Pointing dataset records
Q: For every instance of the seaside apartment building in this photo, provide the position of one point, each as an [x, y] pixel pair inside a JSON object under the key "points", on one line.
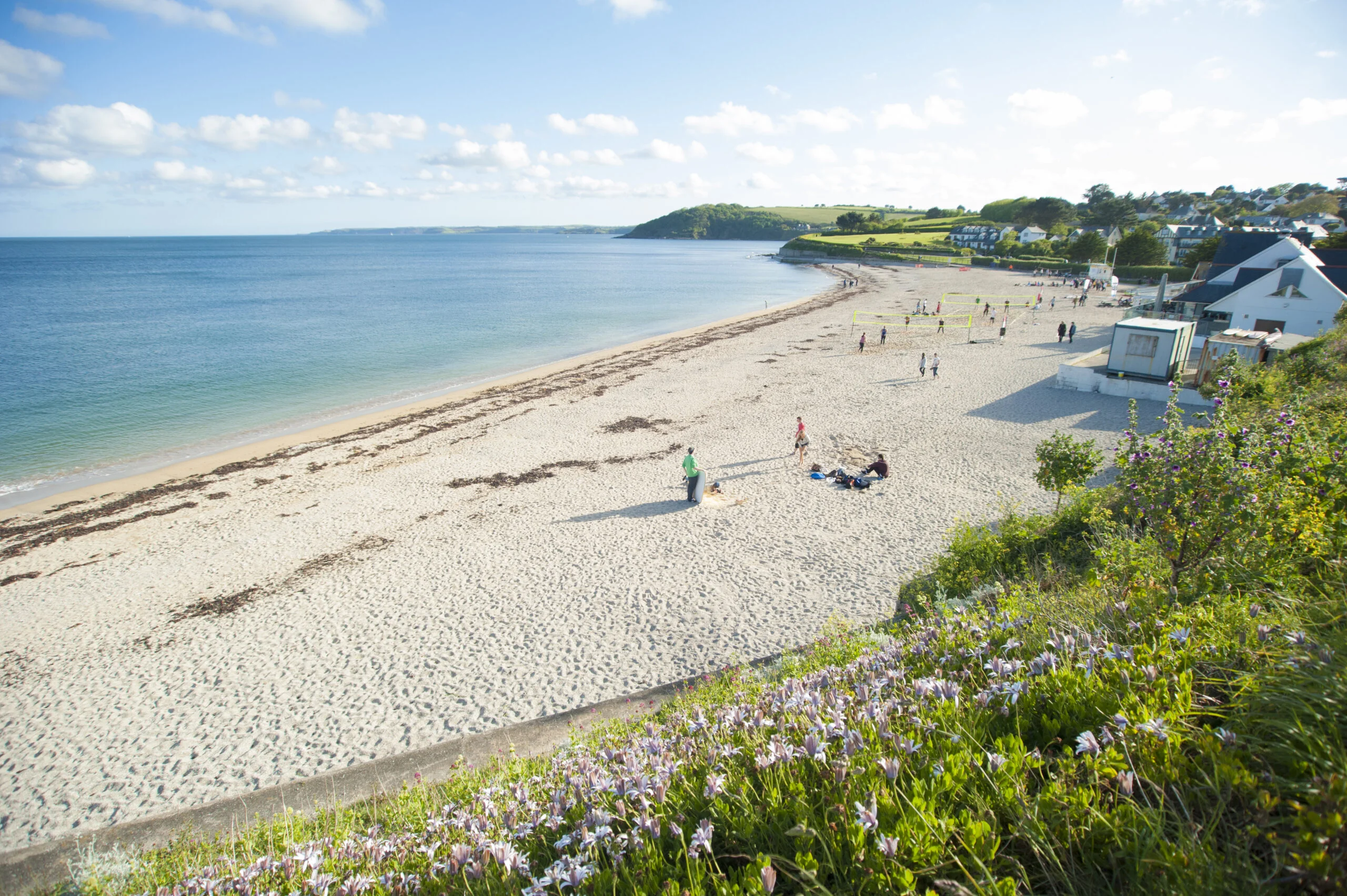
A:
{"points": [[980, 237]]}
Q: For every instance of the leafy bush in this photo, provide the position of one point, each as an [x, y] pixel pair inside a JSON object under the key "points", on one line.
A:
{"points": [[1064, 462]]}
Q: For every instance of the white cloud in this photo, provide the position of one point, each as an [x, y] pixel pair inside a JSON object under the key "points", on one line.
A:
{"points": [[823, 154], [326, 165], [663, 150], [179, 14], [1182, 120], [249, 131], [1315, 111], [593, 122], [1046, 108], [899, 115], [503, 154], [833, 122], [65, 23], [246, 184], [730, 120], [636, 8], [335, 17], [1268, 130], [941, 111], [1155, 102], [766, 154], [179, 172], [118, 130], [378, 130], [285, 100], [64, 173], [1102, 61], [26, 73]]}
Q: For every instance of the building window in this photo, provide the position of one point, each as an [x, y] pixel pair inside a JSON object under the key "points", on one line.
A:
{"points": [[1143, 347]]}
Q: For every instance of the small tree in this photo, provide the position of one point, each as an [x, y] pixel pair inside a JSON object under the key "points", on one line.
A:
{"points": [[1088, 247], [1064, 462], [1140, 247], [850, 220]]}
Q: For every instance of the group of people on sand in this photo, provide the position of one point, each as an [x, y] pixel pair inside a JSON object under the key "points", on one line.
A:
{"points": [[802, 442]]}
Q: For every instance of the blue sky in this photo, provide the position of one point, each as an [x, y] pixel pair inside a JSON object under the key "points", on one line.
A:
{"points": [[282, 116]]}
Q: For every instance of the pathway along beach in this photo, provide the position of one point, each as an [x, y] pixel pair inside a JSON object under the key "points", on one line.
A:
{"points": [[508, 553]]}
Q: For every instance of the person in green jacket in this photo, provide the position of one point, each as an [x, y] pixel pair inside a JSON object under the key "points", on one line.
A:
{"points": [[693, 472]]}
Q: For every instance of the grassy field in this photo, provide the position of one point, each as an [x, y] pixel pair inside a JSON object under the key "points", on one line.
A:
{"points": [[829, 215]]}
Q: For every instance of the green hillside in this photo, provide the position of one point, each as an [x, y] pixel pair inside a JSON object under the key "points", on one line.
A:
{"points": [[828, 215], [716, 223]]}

--

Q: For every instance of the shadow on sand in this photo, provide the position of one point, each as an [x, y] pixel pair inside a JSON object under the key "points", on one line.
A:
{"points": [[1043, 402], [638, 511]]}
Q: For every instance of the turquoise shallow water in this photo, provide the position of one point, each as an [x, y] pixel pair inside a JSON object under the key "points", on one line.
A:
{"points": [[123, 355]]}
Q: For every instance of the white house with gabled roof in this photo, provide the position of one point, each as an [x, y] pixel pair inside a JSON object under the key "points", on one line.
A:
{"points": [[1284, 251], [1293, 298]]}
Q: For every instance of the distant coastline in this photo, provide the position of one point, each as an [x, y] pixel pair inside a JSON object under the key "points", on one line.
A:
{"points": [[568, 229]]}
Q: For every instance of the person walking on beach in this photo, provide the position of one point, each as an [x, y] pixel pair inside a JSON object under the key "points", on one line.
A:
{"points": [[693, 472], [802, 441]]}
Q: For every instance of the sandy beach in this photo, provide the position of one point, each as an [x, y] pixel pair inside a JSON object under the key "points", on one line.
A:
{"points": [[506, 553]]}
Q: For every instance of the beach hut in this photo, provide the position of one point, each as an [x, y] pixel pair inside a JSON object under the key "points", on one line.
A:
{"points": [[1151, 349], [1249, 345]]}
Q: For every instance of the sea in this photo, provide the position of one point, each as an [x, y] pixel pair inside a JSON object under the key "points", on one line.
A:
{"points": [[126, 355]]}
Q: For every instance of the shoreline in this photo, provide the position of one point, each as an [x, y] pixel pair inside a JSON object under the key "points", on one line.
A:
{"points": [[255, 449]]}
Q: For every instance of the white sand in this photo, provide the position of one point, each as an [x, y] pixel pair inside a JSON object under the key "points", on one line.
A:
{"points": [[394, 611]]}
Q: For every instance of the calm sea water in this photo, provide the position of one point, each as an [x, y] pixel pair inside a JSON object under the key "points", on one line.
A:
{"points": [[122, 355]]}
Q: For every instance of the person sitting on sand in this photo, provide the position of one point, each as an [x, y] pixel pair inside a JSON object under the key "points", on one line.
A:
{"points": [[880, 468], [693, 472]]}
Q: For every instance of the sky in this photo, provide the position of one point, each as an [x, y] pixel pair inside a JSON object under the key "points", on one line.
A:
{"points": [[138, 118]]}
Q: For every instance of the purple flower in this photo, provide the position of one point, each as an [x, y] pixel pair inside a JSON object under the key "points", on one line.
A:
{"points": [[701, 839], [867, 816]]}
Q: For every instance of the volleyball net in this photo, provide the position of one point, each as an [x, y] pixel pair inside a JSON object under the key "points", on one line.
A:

Your goal: Locate every line in the records above that contains the word "water" and copy each one. Case counts.

Written solution:
Q: For every instance of the turquoise shallow water in this photo, provide the position of one point, each as an [x, y] pixel pair inside a JSON object under the key "points", on one line.
Q: For every instance of the calm sea water in this photo, provide the position of one point, each as an [x, y] pixel pair inside a JSON object under the key "points", on one line.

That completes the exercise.